» To do
1: Name every way the opinion excerpt says a claim for damages can stop being live.
2: Using the opinion excerpt, explain why Roper does not support respondent's position.
3: According to the opinion excerpt, under which rule did the named plaintiffs in Roper move for class certification?

--- begin Quoted text ---

In this case, respondent's complaint requested statutory damages. Unlike claims for injunctive relief challenging ongoing conduct, a claim for damages cannot evade review; it remains live until it is settled, judicially resolved, or barred by a statute of limitations. Nor can a defendant's attempt to obtain settlement insulate such a claim from review, for a full settlement offer addresses plaintiff's alleged harm by making the plaintiff whole. While settlement may have the collateral effect of foreclosing unjoined claimants from having their rights vindicated in respondent's suit, such putative plaintiffs remain free to vindicate their rights in their own suits. They are no less able to have their claims settled or adjudicated following respondent's suit than if her suit had never been filed at all.

C

Finally, respondent argues that the purposes served by the FLSA's collective-action provisions — for example, efficient resolution of common claims and lower individual costs associated with litigation — would be frustrated by defendants' use of Rule 68 to "pick off" named plaintiffs before the collective-action process has run its course. Both respondent and the Court of Appeals purported to find support for this position in our decision in Roper, 445 U.S., at 339, 100 S.Ct. 1166.

In Roper, the named plaintiffs' individual claims became moot after the District Court denied their motion for class certification under Rule 23 and subsequently entered judgment in their favor, based on the defendant bank's offer of judgment for the maximum recoverable amount of damages, in addition to interest and court costs. Id., at 329-330, 100 S.Ct. 1166. The Court held that even though the District Court had entered judgment in the named plaintiffs' favor, they could nevertheless appeal the denial of their motion to certify the class. The Court found that, under the particular circumstances of that case, the named plaintiffs possessed an ongoing, personal economic stake in the substantive controversy — namely, to shift a portion of attorney's fees and expenses to successful class litigants.5 Id., at 332-334, and n. 6, 100 S.Ct. 1166. Only then, in dicta, did the Court underscore the importance of a district court's class certification decision and observe that allowing defendants to "`pic[k] off'" party plaintiffs before an affirmative ruling was achieved "would frustrate the objectives of class actions." Id., at 339, 100 S.Ct. 1166.

Roper's holding turned on a specific factual finding that the plaintiffs' possessed a continuing personal economic stake in the litigation, even after the defendants' offer of judgment. Id., at 336, 100 S.Ct. 1166. As already explained, here, respondent conceded that petitioners' offer "provided complete relief on her individual claims," Brief in Opposition i, and she failed to assert any continuing economic interest in shifting attorney's fees and costs to others. Moreover, Roper's dictum was tethered to the unique significance of certification decisions in class-action proceedings. 445 U.S., at 339, 100 S.Ct. 1166. Whatever significance "conditional certification" may have in § 216(b) proceedings, it is not tantamount to class certification under Rule 23.

* * *

The Court of Appeals concluded that respondent's individual claim became moot following petitioners' Rule 68 offer of judgment. We have assumed, without deciding, that this is correct.

--- end Quoted text ---
--- begin Record list ---

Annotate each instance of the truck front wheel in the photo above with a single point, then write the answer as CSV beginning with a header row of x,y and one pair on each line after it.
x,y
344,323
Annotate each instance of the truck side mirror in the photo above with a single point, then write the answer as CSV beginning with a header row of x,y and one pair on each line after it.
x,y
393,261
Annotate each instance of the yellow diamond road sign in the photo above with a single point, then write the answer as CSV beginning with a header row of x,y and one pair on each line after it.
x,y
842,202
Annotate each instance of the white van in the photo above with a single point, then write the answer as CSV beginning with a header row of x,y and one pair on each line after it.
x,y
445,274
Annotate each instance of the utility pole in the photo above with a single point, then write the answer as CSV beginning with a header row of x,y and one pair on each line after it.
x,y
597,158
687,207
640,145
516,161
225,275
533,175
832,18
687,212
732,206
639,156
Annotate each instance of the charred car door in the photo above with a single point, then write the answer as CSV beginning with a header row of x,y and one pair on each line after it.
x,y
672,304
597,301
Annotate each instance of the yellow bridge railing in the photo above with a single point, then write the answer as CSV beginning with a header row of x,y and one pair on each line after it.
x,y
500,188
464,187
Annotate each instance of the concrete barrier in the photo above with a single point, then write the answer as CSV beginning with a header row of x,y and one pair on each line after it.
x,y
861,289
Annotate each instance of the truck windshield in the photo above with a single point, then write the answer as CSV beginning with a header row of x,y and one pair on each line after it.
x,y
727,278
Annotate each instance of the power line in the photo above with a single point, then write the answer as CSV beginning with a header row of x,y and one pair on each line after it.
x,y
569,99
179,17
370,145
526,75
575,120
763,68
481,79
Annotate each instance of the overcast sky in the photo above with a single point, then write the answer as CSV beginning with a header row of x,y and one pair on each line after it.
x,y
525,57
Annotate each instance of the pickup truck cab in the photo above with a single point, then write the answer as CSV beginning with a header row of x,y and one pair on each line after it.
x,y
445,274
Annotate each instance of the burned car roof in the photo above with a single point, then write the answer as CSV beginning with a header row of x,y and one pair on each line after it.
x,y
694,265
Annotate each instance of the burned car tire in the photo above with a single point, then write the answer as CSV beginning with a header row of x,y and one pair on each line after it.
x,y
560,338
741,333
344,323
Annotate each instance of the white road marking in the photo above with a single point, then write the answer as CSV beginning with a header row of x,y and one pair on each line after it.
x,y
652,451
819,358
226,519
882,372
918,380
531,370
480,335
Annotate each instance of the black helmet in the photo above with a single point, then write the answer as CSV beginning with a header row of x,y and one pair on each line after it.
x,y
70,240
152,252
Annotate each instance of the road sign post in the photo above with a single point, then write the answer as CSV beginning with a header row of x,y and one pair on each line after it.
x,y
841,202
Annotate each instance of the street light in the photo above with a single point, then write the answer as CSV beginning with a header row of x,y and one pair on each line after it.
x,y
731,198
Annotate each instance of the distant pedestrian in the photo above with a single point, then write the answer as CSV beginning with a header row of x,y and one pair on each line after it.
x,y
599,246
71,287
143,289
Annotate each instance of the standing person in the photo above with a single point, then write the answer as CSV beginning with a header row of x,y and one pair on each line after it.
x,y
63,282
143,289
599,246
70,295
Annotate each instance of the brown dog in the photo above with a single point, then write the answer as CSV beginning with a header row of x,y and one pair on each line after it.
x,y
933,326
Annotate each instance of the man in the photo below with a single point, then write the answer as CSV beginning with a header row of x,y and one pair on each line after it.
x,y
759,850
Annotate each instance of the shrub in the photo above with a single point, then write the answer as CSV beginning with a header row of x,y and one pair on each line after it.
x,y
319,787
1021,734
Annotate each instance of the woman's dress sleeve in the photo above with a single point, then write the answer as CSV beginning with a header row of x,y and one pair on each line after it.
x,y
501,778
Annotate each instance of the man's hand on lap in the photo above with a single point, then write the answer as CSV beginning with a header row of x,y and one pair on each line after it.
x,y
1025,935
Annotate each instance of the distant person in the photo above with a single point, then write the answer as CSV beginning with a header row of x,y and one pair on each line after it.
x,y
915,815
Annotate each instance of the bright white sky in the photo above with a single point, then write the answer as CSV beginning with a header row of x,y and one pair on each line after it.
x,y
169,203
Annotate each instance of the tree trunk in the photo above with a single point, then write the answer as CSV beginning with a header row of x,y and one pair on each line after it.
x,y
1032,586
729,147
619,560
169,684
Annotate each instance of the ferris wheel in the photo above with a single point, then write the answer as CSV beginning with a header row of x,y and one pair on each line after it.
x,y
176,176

--- end Record list ---

» Exercise results
1:
A claim for damages remains live until it is:
- settled
- judicially resolved
- barred by a statute of limitations

2: Roper's holding rested on a finding that the plaintiffs kept a continuing personal economic stake in the litigation. Respondent, by contrast, conceded that petitioners' offer gave complete relief on her individual claims and asserted no continuing interest in shifting attorney's fees and costs. Roper's dictum was also tied to class certification under Rule 23, and conditional certification under § 216(b) is not equivalent to it.

3: Rule 23.